- _Показанный текст_
------------------------------

Что произошло дальше, я до сих пор понять не могу.
— Прежде чем отдать книгу в издательство, надо показать ее друзьям, — решила Ф. Г. — Хорошо бы не близким, а таким, которые вынесли бы объективное суждение. Не льстили бы ни мне, ни вам. Это будет вроде генеральной репетиции — мы проверим рукопись.
— Но для этого нужно хотя бы перепечатать ее на машинке, — сказал я. — И может быть, стоит еще раз посмотреть, справедливо ли оказались вычеркнутыми многие записи? Мне кажется, из книги ушло немало интересного.
— Для кого интересного? — вспыхнула Ф. Г. — Вы опять за свое? Я не раз повторяла: мне никто не давал права рассказывать о людях, которых уже нет на свете! И захотели бы они этого, если бы могли сегодня выразить свою волю?!
— Все, все, все! — Мне не хотелось затевать старый спор. — Если вы найдете хотя бы одну запись, где вы рассказываете о ком-либо, не связанном с вами, или о том, в чьей судьбе вы не принимали участия, сдаюсь раз и навсегда!
Я опасался другого: как будут восприняты резкие суждения Ф. Г. не о мертвых, а о живых. В частности, участники спектакля «Странная миссис Сэвидж» наверняка не смогут согласиться со всем, что говорит Ф. Г. А после всех сокращений спектакль этот занял в книге (если она состоится!) главное место.
— И отлично! — сказала Ф. Г., выслушав мои сомнения. — Миссис Сэвидж — главная роль не только в пьесе, но и в моей сегодняшней жизни. И рассказ об этом — самое интересное! Для истинных поклонников театра, конечно, а не для тех, кто собирает актерские сплетни! А партнеры мои просто не имеют права на малейшую обиду! Сколько я потратила сил на то, чтобы они играли лучше! Говорила, убеждала, подлизывалась, умоляла, доказывала! И что же? Моих «вливаний» хватало на один-два спектакля, и все возвращалось на круги своя. Отсутствие профессионализма погубит не только наш театр — поверьте мне! И если эта истина дойдет до будущих читателей — что может быть лучше?

------------------------------

- _Строки листинга_
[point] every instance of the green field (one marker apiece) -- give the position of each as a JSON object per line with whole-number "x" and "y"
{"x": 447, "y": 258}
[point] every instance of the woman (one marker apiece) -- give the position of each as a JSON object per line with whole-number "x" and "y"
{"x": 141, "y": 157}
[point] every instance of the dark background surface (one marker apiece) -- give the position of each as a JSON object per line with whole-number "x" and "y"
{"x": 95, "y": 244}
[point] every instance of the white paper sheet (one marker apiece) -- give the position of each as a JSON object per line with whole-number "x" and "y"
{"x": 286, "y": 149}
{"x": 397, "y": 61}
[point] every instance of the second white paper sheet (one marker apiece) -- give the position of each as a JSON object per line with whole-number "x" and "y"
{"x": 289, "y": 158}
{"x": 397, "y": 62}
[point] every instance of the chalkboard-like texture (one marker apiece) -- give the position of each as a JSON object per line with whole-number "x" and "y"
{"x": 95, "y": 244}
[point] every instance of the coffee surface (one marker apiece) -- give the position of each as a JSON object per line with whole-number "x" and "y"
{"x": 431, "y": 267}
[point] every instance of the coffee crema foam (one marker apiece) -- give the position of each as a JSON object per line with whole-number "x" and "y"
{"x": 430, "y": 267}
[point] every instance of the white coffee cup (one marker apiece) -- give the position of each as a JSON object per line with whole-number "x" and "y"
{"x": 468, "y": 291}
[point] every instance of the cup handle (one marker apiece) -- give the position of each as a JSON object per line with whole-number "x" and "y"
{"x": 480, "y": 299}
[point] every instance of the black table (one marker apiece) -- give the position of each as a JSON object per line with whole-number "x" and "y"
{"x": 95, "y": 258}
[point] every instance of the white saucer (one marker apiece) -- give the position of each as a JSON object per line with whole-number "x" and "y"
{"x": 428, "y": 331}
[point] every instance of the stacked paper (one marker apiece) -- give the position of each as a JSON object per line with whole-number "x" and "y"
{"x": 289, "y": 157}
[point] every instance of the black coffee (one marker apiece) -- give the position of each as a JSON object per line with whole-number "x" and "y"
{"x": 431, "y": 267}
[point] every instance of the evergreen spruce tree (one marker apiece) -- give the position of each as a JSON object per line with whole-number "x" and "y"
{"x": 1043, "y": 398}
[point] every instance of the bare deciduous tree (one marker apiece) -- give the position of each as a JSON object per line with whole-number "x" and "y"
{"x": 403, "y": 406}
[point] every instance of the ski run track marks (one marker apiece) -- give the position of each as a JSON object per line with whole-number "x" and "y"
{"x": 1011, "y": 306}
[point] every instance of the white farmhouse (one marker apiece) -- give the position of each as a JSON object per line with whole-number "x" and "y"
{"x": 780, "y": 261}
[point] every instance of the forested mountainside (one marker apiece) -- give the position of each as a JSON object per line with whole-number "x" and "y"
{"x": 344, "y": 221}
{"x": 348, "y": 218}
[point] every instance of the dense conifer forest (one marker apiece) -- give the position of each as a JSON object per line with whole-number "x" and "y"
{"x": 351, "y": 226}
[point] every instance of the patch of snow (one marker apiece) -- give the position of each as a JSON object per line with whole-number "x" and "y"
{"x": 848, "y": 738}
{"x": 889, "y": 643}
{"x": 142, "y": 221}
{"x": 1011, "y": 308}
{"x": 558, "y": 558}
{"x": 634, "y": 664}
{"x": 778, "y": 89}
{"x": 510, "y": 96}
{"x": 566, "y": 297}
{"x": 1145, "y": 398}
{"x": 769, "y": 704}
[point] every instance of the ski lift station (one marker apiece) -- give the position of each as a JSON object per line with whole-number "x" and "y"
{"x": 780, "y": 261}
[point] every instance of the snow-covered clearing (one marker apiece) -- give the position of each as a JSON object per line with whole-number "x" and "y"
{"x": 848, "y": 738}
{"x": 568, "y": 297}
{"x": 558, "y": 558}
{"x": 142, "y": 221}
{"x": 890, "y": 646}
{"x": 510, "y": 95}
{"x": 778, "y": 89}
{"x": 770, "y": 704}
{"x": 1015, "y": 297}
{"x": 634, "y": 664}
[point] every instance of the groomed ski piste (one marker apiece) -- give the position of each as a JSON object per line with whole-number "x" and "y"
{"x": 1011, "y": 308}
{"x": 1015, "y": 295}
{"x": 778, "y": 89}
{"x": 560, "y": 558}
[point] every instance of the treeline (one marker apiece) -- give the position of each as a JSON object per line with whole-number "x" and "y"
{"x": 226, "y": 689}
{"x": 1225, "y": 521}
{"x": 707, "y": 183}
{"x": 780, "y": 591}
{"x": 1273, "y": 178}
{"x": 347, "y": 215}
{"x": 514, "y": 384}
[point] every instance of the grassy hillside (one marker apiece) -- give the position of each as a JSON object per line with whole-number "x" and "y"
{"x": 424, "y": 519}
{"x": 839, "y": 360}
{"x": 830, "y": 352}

------------------------------

- _Что требуется_
Продолжите отрывок о споре с Ф. Г. вокруг рукописи книги, начав сразу после его последней фразы. Листинг для работы не понадобится.

- _Ожидаемый ответ_
И все-таки мы еще раз сели за рукопись. Потратили на это целый день — с утра до поздней ночи. И при этом Ф. Г. просила меня читать только те записи, что она «вымела железной метлой». Несколько изъятых страниц согласилась восстановить и заключила:
— Все. Сдавайте в перепечатку!
Мне было грустно: половина того, что представлено сегодня в книге, тогда осталось «в корзине».
Я отнес рукопись машинистке, и начались лихорадочные дни. Ф. Г. звонила с утра:
— Ну что ваша машинистка? Печатает? Вы хоть поинтересовались, сколько у нее уже готово?
На следующий день:
— Я не понимаю! Вчера вы сказали «сто страниц» и сегодня «сто» — это те же, вчерашние, или новые? Ваша машинистка так и будет печатать в час по чайной ложке?
— Олечка печатает очень быстро, — защищался я, — но она еще и на работу ходит— в машбюро радио.
— Умоляю вас, скажите ей, что я места себе не нахожу, все жду вас с готовой рукописью. Скажите ей: она лежит и бредит, ну что же он не едет, ну что же он не едет?..
И сколько было радости, когда Ф. Г. наконец держала рукопись в руках, разглядывала странички, любовалась абзацами и тирешками, начинавшими прямую речь:
— Как складно получилось! И просторно. Терпеть не могу, когда страницы заполнены сплошняком текстом — вздохнуть негде! А вы читали? Ошибок нет? А то скажут: «И чего эта малограмотная старуха полезла в писатели?! Со свиным рылом в калашный ряд!» Кстати, фотографии для книги буду отбирать только я — ни одной носатой не допущу, не надейтесь!
Первым читателем решили (после бурного обсуждения) сделать Феликса Кузнецова: мы с ним учились в МГУ, работали в то время в одной редакции — в литдрамвещании.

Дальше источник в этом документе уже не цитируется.